The online database of more than a billion mathematical items provides a one-stop shop for big data - an invaluable research tool to solve mathematical problems in physics and computer science.
Similar to elements in the periodic table, the fundamental objects in mathematics fall into categories, including L-function, elliptic curve, and modular form.
Elliptic curves arise naturally in many parts of mathematics, and can be described by a simple cubic equation. They form the basis of cryptographic protocols used by most of the major internet companies, including Google, Facebook, and Amazon. Modular forms are more mysterious objects: complex functions with an almost unbelievable degree of symmetry.
Elliptical curves and modular forms are connected via their L-functions. The L-functions play a special role, acting like ‘DNA’ which characterises the other objects.
During the past 50 years, modular forms and their L-functions have been at the forefront of number theory. This project pulls together all of the computations that have been done with these objects.
Academics from 80 countries, in more than a dozen research areas, including mathematicians at Nottingham have worked on the research initiative, known as the L-Functions and Modular Forms Database Project.

Information provided:
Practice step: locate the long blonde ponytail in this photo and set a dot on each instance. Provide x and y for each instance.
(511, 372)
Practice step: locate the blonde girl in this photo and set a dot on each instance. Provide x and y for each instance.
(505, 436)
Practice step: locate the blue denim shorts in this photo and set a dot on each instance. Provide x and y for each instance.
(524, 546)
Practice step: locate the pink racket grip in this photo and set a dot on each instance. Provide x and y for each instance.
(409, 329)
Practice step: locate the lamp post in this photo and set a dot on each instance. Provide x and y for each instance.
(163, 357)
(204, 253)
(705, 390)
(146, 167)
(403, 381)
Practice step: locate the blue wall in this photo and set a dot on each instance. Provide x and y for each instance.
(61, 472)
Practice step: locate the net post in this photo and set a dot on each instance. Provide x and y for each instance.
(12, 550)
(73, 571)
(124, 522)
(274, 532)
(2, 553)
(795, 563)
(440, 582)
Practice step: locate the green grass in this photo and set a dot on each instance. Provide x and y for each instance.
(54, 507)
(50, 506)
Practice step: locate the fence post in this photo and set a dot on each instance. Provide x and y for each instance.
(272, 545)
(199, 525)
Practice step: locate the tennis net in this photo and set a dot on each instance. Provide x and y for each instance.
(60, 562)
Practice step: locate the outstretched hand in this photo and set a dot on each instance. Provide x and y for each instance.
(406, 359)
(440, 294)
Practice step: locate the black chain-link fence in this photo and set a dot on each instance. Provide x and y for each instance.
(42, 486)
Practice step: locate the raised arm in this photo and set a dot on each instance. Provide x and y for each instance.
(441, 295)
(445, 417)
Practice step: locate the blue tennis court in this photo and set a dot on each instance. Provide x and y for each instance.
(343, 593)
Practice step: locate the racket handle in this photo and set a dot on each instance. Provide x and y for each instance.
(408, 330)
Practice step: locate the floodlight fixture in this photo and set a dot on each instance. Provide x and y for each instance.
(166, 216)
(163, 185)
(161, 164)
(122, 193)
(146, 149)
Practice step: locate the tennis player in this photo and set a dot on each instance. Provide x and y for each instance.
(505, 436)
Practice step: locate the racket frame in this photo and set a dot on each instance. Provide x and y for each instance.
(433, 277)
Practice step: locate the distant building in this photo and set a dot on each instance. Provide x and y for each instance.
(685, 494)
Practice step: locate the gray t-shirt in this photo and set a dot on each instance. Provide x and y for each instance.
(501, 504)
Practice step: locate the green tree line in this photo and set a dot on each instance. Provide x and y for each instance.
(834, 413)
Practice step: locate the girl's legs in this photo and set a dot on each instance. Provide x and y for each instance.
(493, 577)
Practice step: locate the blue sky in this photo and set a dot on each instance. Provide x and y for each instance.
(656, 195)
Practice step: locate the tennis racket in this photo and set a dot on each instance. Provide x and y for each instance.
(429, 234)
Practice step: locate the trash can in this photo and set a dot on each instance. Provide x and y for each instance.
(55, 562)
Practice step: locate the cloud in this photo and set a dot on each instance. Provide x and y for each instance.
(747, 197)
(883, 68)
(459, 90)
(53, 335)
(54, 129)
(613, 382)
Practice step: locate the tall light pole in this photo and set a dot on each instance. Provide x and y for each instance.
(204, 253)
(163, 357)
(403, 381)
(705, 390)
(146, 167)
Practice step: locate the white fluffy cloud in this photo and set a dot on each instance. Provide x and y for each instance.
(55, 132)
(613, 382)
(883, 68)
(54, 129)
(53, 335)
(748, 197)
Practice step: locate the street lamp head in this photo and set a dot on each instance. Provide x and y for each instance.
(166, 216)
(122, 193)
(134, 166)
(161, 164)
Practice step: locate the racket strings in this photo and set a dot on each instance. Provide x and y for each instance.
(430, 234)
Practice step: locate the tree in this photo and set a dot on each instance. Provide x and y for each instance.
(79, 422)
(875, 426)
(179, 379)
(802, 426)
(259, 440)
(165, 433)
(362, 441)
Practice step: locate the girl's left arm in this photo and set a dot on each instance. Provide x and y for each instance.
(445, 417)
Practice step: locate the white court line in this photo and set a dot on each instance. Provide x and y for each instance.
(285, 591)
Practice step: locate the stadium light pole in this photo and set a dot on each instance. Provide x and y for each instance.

Study questions:
a - Which internet companies does the passage on the mathematical database name as using cryptographic protocols based on elliptic curves?
b - Write what comes next in the passage on the mathematical database, starting after its final sentence.

Task results:
a - Google, Facebook, and Amazon.

b -
The group has also used an extensive network of computers to develop algorithms and perform calculations to map the underlying relationships between the objects. These details are made available on the LMFDB website, for everyone to explore and perhaps discover something new.
One of the leading contributors to the project, Dr Fredrik Strömberg, from the School of Mathematical Science at University of Nottingham, said: “One thing that amazes me with the project is that in the beginning, back in 2010, we mainly aimed to create an online mathematical table — like the periodic table used by chemists - to help mathematicians catalogue and find research data. However, as the work continued, we realised that we were actually creating a whole encyclopedia which charts a large part of mathematics and makes it accessible for anyone with an A-level understanding of maths to learn about and explore millions of objects which are both beautiful in their own ways and plays a hidden role in most of our everyday lives."
“I hope that the project will contribute to increasing the public’s awareness of the richness and beauty of pure mathematics in general and number theory in particular.
“LMFDB is still growing, with the addition of both new objects to study as well as new areas of mathematics steadily being added through the joint efforts of a large community of researchers and enthusiasts from around the world,” adds Dr Strömberg, an expert in number theory.
Professor John Cremona, UK lead researcher at the University of Warwick, said: “The objects in our database aren’t just of interest to mathematicians. Some of them are part of a great many people’s daily lives. Elliptic curves for instance are often the standard mechanism used to validate the security in secure web transactions such as internet banking or even the transactions we undertake with our credit and debit cards.”
The LMFDB database was built to provide tools that could help tackle the “Riemann hypothesis” one of the Millennium Prize Problems nominated by the Clay Mathematics Institute.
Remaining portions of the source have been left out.